▶ WORK INSTRUCTIONS
Extend the review of Matteo Pasquinelli's Animal Spirits beyond its last sentence.

Stemming from the same soil as Paolo Virno, Antonio Negri, Franco “Bifo” Berardi and Maurizio Lazzarato, Matteo Pasquinelli is trying to claim a position as a pornographer of media theory. His Animal Spirits. A Bestiary of Commons is filled with a fresh breath of provocative statements and topics that are well up-to-date with recent trends in various fields from political economy of biopolitical production to net porn and the “machinic excess” of network culture. For Pasquinelli, it’s the psychopathologies of contemporary culture that act as vehicles to the broader contexts in which he is able to discuss post-Fordist theories of culture, Bataille-inspired notions of excess and what brands the book in general: the insistence on the importance of animality in contemporary media culture.

▶ SUPPLIED MATERIAL
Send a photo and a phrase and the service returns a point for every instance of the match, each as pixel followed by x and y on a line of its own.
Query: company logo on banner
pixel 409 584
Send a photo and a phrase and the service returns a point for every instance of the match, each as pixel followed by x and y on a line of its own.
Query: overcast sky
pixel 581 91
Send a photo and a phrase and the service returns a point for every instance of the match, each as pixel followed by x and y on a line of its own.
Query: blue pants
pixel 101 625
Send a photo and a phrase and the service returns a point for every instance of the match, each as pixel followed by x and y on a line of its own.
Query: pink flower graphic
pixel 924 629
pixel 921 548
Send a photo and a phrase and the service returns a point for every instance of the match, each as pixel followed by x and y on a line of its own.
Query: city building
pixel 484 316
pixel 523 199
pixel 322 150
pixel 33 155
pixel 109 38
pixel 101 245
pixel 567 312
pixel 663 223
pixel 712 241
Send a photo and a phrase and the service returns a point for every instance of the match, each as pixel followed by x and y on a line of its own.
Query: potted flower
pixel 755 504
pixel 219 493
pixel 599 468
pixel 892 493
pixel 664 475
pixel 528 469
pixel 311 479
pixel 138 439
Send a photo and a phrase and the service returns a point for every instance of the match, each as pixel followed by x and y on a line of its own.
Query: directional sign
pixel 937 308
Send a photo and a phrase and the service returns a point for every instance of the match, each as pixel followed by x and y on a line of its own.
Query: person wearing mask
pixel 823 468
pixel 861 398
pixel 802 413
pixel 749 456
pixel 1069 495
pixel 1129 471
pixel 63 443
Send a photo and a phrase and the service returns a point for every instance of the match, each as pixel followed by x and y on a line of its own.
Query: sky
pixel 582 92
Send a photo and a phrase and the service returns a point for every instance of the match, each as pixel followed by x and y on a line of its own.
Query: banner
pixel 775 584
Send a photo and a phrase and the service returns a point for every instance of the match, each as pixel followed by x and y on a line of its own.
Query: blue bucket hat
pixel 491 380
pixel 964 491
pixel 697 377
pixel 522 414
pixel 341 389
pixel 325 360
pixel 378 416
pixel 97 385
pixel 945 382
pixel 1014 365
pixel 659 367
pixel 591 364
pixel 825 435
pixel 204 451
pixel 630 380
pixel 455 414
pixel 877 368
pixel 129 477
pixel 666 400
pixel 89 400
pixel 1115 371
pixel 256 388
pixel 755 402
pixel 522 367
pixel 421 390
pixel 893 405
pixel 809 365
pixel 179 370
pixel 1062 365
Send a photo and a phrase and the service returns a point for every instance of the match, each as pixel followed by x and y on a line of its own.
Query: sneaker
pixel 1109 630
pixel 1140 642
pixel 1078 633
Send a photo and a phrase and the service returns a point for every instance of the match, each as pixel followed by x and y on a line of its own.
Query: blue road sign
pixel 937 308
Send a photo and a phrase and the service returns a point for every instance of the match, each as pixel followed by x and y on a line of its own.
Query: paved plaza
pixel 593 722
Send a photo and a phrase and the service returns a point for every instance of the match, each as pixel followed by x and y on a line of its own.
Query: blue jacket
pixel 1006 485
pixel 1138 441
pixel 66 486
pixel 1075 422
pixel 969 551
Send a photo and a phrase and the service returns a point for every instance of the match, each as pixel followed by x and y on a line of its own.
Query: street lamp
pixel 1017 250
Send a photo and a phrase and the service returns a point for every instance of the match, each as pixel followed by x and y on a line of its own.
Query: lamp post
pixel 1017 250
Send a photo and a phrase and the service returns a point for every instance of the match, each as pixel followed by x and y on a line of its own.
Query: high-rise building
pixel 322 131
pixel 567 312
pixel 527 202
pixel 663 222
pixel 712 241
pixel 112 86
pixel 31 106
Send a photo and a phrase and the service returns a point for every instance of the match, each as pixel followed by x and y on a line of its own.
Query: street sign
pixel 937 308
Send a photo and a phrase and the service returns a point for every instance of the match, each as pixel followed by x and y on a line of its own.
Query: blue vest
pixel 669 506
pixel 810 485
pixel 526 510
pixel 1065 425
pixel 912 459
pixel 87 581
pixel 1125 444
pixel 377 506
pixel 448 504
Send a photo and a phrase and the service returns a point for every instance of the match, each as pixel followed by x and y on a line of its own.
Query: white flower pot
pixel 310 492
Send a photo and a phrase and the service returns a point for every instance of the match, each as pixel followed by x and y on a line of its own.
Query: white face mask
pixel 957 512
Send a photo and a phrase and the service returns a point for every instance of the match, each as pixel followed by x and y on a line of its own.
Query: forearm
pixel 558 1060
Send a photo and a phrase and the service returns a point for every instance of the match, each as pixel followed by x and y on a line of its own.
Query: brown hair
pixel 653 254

▶ EXERCISE RESPONSE
For Pasquinelli, what media studies has forgotten are the “unpredictable human drives”, or what Keynes called “animal spirits” that are part and parcel of the supposedly non-human logic of economic cycles. Pasquinelli uses the notion to tackle what he calls the two key dominating fallacies inherent in current media theory: code and flow. Pasquinelli reads the emphasis on (digital) code as a continuation of the older language-centred analyses of structural kind, and the paradigm of (desiring) flows as the modus operandi of network society. To a large extent, Pasquinelli is able to pinpoint the shortcomings of various positions of which especially Zizek is the main enemy that leads to what Pasquinelli calls “code claustrophobia” and the impossibility of any resistance; for the code claustrophobics, everything is anyway subsumed under the Code of the big Other. Pasquinelli is in various points able to pinpoint the melancholic pessimism of postmodernist writers–and also extends a lot of critique towards Baudrillard. As for the critique of flows, Pasquinelli is a bit vague at times, even though this could be seen to be connected to his quite forceful critique of the ideology of liberated flows and egalitarian communication in the age of Web 2.0. Here, against political correctness Animal Spirits targets various discourses and practices which presume that communication in the age of networks is frictionless, costless and based in idealized modes of sharing–hence, peer to peer sharing, Creative Commons and other recent attempts to rethink modes of production based in the assumption of “natural goodness” of the human kind in the age of globalized info capitalism come under attack.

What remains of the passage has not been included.